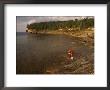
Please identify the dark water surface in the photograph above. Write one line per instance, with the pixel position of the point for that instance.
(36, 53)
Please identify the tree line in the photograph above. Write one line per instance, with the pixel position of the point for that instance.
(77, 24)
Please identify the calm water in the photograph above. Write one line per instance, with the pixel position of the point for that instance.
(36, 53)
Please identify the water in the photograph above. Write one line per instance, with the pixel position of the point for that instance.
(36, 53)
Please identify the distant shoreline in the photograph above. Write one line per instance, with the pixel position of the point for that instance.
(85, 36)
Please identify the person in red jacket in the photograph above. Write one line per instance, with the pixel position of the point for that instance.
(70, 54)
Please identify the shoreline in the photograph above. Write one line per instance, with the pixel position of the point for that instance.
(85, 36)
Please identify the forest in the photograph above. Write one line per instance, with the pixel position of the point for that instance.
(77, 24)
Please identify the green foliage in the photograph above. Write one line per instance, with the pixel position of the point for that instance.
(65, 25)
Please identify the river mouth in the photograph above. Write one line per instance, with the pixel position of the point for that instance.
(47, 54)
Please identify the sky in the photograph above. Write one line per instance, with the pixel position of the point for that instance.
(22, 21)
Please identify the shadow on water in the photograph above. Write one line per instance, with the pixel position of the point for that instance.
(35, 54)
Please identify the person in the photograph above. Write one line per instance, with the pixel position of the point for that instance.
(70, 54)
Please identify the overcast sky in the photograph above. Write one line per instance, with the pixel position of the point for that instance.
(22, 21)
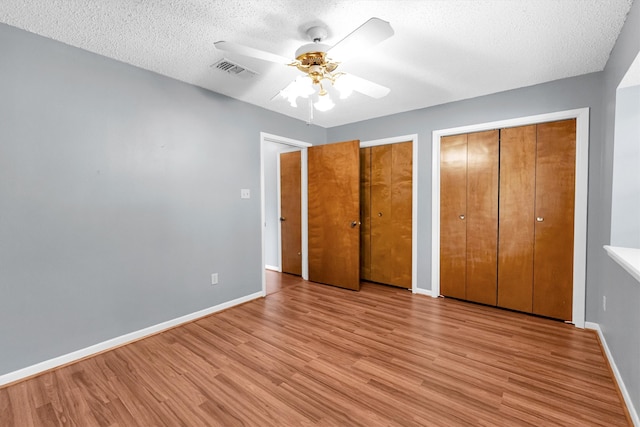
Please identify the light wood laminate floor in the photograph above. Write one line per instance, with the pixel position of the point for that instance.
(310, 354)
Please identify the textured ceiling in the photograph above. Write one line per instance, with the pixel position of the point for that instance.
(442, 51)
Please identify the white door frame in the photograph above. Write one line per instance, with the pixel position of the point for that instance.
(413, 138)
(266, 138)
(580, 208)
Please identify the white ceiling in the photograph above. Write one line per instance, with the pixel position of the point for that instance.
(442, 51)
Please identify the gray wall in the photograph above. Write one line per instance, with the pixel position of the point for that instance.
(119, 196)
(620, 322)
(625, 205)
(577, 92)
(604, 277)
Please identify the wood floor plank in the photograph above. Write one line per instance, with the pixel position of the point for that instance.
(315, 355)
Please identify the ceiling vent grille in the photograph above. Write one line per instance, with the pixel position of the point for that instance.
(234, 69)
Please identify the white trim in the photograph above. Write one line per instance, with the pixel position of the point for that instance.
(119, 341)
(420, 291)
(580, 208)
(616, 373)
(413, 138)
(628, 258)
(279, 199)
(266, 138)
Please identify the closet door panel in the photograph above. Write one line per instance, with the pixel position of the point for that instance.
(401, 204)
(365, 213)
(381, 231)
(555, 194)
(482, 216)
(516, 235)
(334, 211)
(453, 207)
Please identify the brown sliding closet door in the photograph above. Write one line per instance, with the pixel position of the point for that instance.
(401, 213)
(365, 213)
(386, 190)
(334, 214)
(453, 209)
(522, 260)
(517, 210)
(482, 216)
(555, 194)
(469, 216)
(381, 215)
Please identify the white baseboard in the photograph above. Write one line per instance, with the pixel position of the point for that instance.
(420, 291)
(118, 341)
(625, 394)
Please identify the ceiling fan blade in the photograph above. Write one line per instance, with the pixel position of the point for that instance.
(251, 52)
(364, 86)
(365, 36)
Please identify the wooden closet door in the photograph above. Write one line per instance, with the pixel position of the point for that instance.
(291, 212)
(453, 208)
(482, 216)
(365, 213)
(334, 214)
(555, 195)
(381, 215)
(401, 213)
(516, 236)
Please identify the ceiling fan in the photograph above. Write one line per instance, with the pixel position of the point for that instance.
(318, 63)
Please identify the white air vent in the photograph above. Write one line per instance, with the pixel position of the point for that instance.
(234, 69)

····················

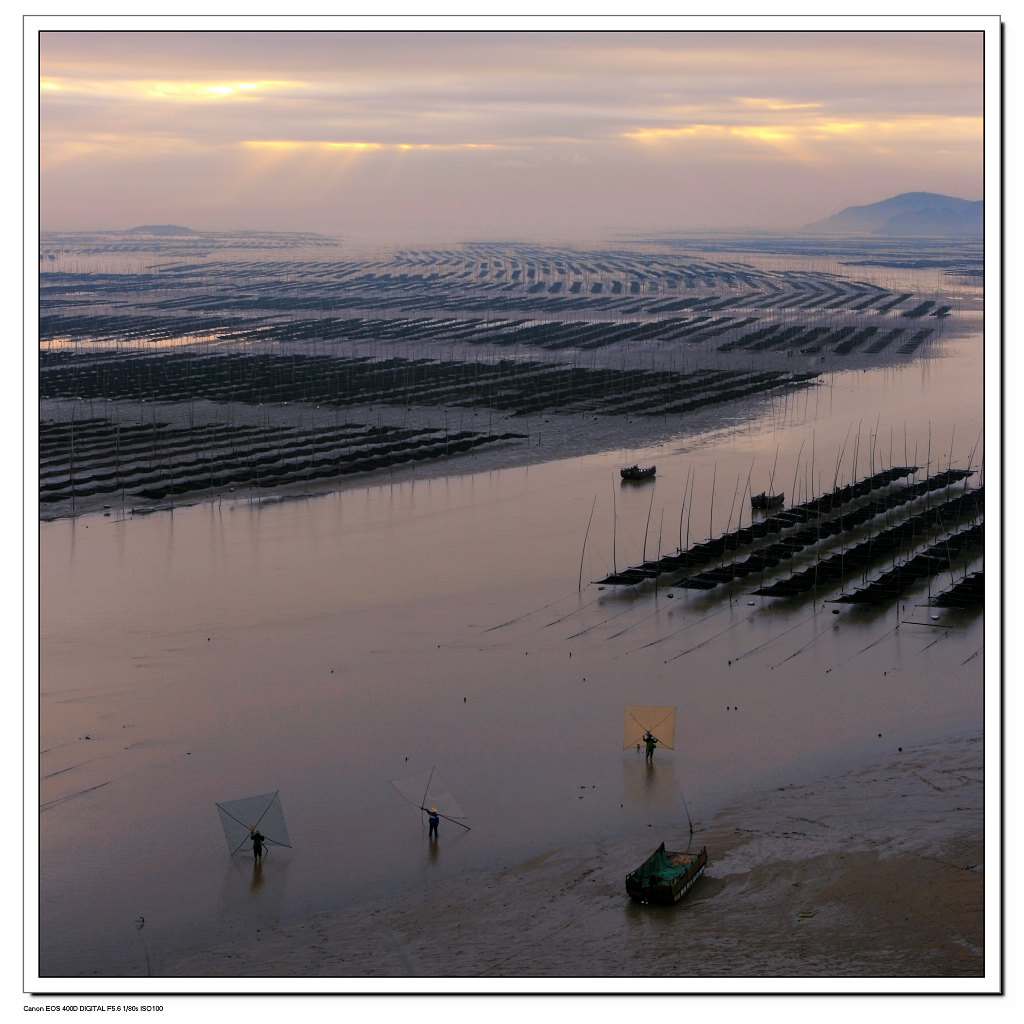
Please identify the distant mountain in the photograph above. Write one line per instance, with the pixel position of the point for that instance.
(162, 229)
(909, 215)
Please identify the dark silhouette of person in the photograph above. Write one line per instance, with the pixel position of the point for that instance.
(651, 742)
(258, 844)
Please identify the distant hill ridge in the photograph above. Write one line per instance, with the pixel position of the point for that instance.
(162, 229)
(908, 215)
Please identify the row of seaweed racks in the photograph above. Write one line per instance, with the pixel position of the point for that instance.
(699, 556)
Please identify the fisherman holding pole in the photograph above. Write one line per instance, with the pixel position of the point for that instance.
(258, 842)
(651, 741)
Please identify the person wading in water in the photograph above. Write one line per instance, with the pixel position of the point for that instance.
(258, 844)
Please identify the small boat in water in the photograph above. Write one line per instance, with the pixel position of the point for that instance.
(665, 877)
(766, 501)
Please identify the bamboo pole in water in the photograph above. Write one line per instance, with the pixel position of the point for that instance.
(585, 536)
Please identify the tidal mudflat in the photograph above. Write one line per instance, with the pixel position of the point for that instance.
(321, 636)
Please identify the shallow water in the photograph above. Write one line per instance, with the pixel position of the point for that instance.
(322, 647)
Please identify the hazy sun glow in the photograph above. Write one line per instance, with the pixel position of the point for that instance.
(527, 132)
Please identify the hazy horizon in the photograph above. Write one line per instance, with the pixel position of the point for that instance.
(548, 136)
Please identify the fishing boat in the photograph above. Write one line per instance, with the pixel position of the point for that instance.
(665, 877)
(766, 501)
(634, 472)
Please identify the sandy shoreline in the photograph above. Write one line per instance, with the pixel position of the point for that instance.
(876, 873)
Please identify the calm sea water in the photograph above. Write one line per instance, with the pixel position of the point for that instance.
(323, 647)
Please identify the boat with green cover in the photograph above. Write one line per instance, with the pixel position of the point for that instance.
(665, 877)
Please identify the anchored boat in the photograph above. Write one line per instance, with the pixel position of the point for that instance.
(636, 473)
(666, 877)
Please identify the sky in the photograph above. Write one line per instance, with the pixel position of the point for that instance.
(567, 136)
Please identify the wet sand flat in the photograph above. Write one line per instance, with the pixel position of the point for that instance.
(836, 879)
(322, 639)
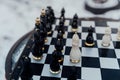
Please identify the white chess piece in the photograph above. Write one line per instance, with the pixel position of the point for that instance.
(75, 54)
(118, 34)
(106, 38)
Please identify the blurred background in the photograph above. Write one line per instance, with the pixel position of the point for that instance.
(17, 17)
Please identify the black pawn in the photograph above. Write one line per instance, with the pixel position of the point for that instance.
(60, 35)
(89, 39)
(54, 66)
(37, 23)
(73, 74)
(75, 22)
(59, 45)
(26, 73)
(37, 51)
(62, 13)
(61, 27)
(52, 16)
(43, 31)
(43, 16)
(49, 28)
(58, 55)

····················

REQUIRED WORK >> Locate every line in the records above that contains the string "green", and copy each such line.

THE RESULT >>
Please identify the green foliage in the photograph above. Write one line per instance, with the pixel position of the point for that instance.
Please identify the boat with green cover in the photograph above. Write one line per instance, with the pixel position of the point for that instance.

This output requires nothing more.